-- Exercise details --
Print the full listing exactly.

-- Task material --
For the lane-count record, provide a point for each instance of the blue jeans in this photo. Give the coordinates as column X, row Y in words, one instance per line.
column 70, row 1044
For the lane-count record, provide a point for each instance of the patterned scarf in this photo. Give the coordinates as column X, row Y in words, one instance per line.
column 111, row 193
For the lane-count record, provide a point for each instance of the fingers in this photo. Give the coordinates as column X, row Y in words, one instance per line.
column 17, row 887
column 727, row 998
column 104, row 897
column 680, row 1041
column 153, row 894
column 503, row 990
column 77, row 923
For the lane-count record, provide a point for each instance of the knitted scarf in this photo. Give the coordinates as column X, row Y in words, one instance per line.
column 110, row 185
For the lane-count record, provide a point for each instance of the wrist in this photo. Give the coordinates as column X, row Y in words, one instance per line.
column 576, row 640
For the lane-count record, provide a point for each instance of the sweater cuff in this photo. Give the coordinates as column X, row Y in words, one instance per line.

-- Task result --
For the lane-count record, provide a point for each instance of the blue jeans in this photo. Give the coordinates as column X, row Y in words, one instance per line.
column 70, row 1044
For the lane-count record, provide a point for each instance of the patterned scarf in this photo. Give the coordinates as column X, row Y in words, one instance per line.
column 111, row 193
For the lane-count record, provide a point for each instance of the fingers in this photo. Give the coordinates as column X, row Y in words, one instance per line.
column 17, row 887
column 727, row 998
column 104, row 897
column 680, row 1041
column 153, row 894
column 503, row 990
column 77, row 923
For the lane-count record, provide a point for each instance of the knitted scarf in this photo. Give the coordinates as column X, row Y in words, one instance per line.
column 110, row 185
For the lane-count record, provide a point for each instance of the wrist in this photo. Give the coordinates as column X, row Y in words, one instance per line.
column 576, row 640
For the lane-count record, provide a point for each instance of the sweater cuff in this photo. Give the coordinates as column X, row Y in words, one instance per line.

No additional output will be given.